Supplied records

## Begin

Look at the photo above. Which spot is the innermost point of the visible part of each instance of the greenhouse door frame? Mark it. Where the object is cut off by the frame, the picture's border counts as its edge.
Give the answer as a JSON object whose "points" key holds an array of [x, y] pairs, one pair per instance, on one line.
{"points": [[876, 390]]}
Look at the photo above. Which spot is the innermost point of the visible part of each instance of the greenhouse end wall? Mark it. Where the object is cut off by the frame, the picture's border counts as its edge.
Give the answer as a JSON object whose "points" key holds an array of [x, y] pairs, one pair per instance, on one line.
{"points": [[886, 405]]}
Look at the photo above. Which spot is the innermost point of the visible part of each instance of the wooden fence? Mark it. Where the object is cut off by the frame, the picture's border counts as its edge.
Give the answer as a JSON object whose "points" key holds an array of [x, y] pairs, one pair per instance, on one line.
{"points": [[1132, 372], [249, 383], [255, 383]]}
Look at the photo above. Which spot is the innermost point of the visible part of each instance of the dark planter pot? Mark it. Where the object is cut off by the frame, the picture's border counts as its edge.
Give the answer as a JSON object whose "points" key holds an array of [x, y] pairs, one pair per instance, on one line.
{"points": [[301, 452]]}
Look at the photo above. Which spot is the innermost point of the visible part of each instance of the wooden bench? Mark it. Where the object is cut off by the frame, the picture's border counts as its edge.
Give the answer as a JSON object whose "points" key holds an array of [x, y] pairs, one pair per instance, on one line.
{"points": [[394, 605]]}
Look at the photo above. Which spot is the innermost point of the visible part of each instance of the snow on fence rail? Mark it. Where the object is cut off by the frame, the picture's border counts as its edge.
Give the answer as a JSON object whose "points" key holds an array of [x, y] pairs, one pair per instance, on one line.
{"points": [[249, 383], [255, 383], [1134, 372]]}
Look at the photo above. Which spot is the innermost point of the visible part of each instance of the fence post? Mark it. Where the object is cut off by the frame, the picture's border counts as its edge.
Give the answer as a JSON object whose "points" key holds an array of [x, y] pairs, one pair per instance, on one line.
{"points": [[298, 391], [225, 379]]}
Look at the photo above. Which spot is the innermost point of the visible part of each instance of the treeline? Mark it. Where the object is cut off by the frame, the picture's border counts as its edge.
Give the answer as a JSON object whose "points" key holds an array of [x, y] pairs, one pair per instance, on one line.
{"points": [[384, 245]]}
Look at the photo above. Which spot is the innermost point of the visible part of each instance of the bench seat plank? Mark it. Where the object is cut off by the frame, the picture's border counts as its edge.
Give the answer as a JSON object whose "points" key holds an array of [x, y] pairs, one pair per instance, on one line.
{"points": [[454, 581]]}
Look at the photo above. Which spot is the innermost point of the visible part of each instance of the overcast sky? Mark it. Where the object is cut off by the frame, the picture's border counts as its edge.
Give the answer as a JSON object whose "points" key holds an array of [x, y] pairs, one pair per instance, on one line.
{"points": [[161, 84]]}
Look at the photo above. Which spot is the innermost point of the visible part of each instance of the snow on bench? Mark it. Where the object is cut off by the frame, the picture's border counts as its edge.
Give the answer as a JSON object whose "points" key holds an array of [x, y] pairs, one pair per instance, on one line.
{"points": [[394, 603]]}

## End

Task to complete
Update every one of the records above, swapping "innermost point" for "central point" each time it occurs and keeping all other text the same.

Result of this exercise
Look at the photo above. Which spot is the central point of the visible part of each instance of the greenhouse door frame? Mark it. Where the object is cut off by the frame, the picture's border counts as its edge.
Give the answer as a JSON object whose "points" key holds an array of [x, y] pairs, one pair per instance, on one line.
{"points": [[876, 390]]}
Look at the photo above. Which spot is the central point of the visible part of each instance of the greenhouse end wall? Mark it. Where the object is cut off by the frame, the picture's border counts as its edge.
Give the answer as a JSON object whose "points" key holds an array of [x, y] pairs, one pair per instance, on one line.
{"points": [[886, 405]]}
Look at the photo above. Which spot is the central point of the visible part of each instance of the wooden fence? Mark it. Where the object is cut off by the frame, the picture's border counts as its edge.
Give the answer as a JSON object whose "points" key holds an array of [x, y] pairs, one pair per instance, on one line.
{"points": [[1132, 372], [249, 383], [255, 383]]}
Look at the photo above. Which spot is the central point of the visible part of each instance of the dark planter pot? Mark it. Where the object is cut off by the frame, the picture's border counts as its edge.
Give the answer as a JSON object whose "points" key holds an array of [x, y] pairs, one pair per instance, on one line.
{"points": [[301, 452]]}
Look at the photo above. Which spot is the central point of the visible part of each instance of the wooden bench? Mark it. Where the object is cut off by the frame, the picture's border counts as its edge.
Give the answer as a JSON object whose "points" key holds an array of [x, y] pairs, one pair per instance, on one line.
{"points": [[394, 605]]}
Look at the photo above. Which spot is the central point of the visible part of each instance of the snow on fence rail? Mark it. Where the object is cut off by the frame, the picture's border counts as its edge.
Give the answer as a JSON object whose "points" key holds an array of [x, y] pairs, one pair per instance, on one line.
{"points": [[249, 383], [255, 383], [1134, 372]]}
Look at the photo above. Which spot is the central point of the visible part of each instance of the fence post? Mark it. Where the object is cut off by the frame, the picture's border counts as its edge.
Give the answer as a JSON object whose "points" key holds an array of [x, y] pairs, one pair per instance, on one line.
{"points": [[298, 391], [225, 379]]}
Look at the photo above. Which spot is the central point of the visible part of each instance of the treeline? Mark it. Where the object is cut off by the frame, the picture's border counts as its edge.
Give the answer as a JSON object whose "points" key holds an array of [x, y] pairs, one pair per instance, on one line.
{"points": [[384, 245]]}
Look at the photo above. Which spot is the central point of the visible part of each instance of the bench seat plank? Mark it. Where the object is cut off by the frame, the picture's border counts as its edge.
Give the answer as a JSON object whose "points" key holds an array of [x, y] pairs, one pair per instance, on one line.
{"points": [[454, 581]]}
Look at the photo above. Which spot is the central point of the visible part of each instance of the overcast sky? Mark it. Where the object is cut off by the frame, the picture's border counts as its edge.
Give the answer as a JSON object whose "points" key holds an array of [x, y] pairs, one pair per instance, on one line.
{"points": [[161, 84]]}
Look at the photo above. Which spot is the central point of the visible part of each instance of the snow on bench? Mark it. Where the object is cut off by the frame, the picture's border counts as its edge.
Give the answer as a JSON object whose "points" key holds an array of [x, y] pairs, one pair per instance, on one line.
{"points": [[394, 603]]}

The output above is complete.